**LISTE DES TÂCHES**.
(1) Répondez à ces questions d'après le texte sur le nouveau chef de la police israélienne :
(a) Quel âge a Roni Alsheikh ?
(b) Combien de citoyens palestiniens forment la minorité d'Israël ?
(c) Quel organisme avait exprimé des soupçons sur l'entreprise d'armement de Gal Hirsch ?
(2) Rédigez la suite du texte sur le nouveau chef de la police israélienne, en reprenant après sa dernière phrase.
### BLOC DE TEXTE
La minorité palestinienne en Israël s’inquiète du passé d’interrogateur de la police secrète et de colon extrémiste du numéro un de la police
La police israélienne monte la garde après avoir utilisé des grenades assourdissantes pour disperser des manifestants palestiniens dans une rue du quartier musulman de la vieille ville de Jérusalem au cours d’échauffourées avec la police anti-émeute israélienne, le 15 septembre 2015 (AFP)

NAZARETH, Israël –Fin septembre, le Premier ministre israélien Benjamin Netanyahou a parachuté un nouveau chef de la police après que les précédents candidats du gouvernement ont été écartés par la controverse.

Roni Alsheikh a officiellement été présenté comme un nouveau moyen de mettre fin aux nombreux scandales de corruption et scandales sexuels qui gangrènent la police israélienne depuis des années.

Le choix s’est d’abord porté sur Gal Hirsch, un ancien général de l’armée, mais a dû être revu le mois dernier après qu’il est apparu que le FBI avait fait part de soupçons pesant sur son entreprise d’armement.

Un autre candidat, Benzi Sau (qui a assuré l’intérim à la tête de la police pendant l’été), a suscité une avalanche de protestations de la part de la grande minorité d’Israël : les 1,5 million de citoyens palestiniens.

Il avait été vertement critiqué par une enquête judiciaire concernant le déploiement de tireurs d’élite contre des manifestants solidaires de la seconde Intifada il y a quinze ans. Treize manifestants non armés de la minorité palestinienne d’Israël avaient été tués en quelques jours d’affrontements.

Cependant, Alsheikh se révèle déjà être un choix encore plus inquiétant que peuvent l’être Hirsch ou Sau pour superviser l’application de la loi en Israël, en particulier pour les citoyens palestiniens qui constituent un cinquième de la population.

Aîda Touma-Suleiman, députée palestinienne de la Knesset appartenant à la Liste unifiée, a déclaré : « Nous nous sommes vivement opposés à Sau mais, au moins, il a commis ses crimes au grand jour. Les crimes d’Alsheikh contre les Palestiniens sont probablement encore plus graves que ceux de Sau, mais ils sont tellement secrets que nous ne pouvons pas savoir de quoi il s’agit. »

Connu sous la seule initiale « R »

Âgé de 52 ans, Alsheikh intègre la police après avoir opéré pendant plusieurs dizaines d’années dans deux univers obscurs : c’est un ancien officier supérieur de la police secrète d’Israël, connue sous le nom de Shin Bet, et un colon religieux qui a vécu dans certaines des plus extrêmes et violentes colonies de Cisjordanie.
######
### DONNÉES FOURNIES
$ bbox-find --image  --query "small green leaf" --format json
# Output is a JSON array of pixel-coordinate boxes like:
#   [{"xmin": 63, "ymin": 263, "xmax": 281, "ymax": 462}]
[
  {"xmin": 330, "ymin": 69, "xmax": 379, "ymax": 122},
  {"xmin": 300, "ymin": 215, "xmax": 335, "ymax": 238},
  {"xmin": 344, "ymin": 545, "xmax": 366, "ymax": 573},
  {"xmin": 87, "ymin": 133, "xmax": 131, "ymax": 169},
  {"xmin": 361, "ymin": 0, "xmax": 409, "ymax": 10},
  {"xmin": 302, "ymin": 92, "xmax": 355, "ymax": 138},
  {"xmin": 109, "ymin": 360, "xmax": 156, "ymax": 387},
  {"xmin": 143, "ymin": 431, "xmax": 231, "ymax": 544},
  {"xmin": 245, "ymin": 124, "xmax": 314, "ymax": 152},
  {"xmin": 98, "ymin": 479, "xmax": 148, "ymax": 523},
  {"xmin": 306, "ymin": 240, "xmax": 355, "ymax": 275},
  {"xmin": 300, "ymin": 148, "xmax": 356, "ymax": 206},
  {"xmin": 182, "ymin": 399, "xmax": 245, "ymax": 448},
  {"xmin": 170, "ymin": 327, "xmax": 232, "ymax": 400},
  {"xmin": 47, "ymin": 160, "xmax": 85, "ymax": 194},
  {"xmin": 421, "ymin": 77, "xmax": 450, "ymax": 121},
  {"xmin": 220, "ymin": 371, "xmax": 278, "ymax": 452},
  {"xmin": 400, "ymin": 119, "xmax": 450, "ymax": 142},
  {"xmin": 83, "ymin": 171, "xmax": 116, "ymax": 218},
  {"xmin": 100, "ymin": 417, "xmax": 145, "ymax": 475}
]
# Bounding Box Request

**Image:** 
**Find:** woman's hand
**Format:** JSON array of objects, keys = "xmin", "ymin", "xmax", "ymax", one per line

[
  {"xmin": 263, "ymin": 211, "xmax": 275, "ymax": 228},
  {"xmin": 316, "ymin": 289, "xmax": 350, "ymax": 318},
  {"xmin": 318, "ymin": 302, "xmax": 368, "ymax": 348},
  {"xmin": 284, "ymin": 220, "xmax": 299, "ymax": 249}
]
######
**CORRIGÉ DES EXERCICES**.
(1)
(a) 52 ans.
(b) 1,5 million.
(c) Le FBI.

(2)
Preuve du manque de transparence et responsabilité du Shin Bet, les médias israéliens devaient utiliser l’initiale « R » pour se référer au nouveau chef de la police jusqu’à ce que l’obligation de silence soit levée lors de sa nomination. Des photos d’Alsheikh ont alors été publiées pour la première fois.

Désormais libres de commenter cette nomination, les médias israéliens ont révélé plusieurs aspects inquiétants de la vie professionnelle et personnelle d’Alsheikh – des qualités qui, comme l’a fait remarquer un commentateur israélien, auraient dû lui interdire de servir dans la police dans « un État de droit ».

Au Shin Bet, où il s’est hissé jusqu’au poste de directeur adjoint, Alsheikh était spécialisé dans l’interrogatoire des suspects palestiniens.

Comme l’ont rapporté les organisations de défense des droits de l’homme israéliennes, le chantage et la torture constituent les fondations des salles d’interrogatoire du Shin Bet, malgré une décision de la Cour suprême israélienne en 1999 qui interdit les violences physiques à l’encontre des détenus, excepté si la vie du personnel de sécurité est en danger.

Bien que le Shin Bet soit souvent désigné comme le service de renseignement intérieur d’Israël, une grande partie de son travail est en fait réalisé en dehors des frontières reconnues d’Israël, à savoir dans les territoires palestiniens occupés.

Ses principales tâches consistent à espionner les Palestiniens, à la fois en Israël et dans les territoires occupés, à choisir les gens à arrêter, à interroger les détenus dans des procédures qui ne sont pas enregistrées et à utiliser les informations recueillies pour faire pression sur les Palestiniens afin qu’ils collaborent.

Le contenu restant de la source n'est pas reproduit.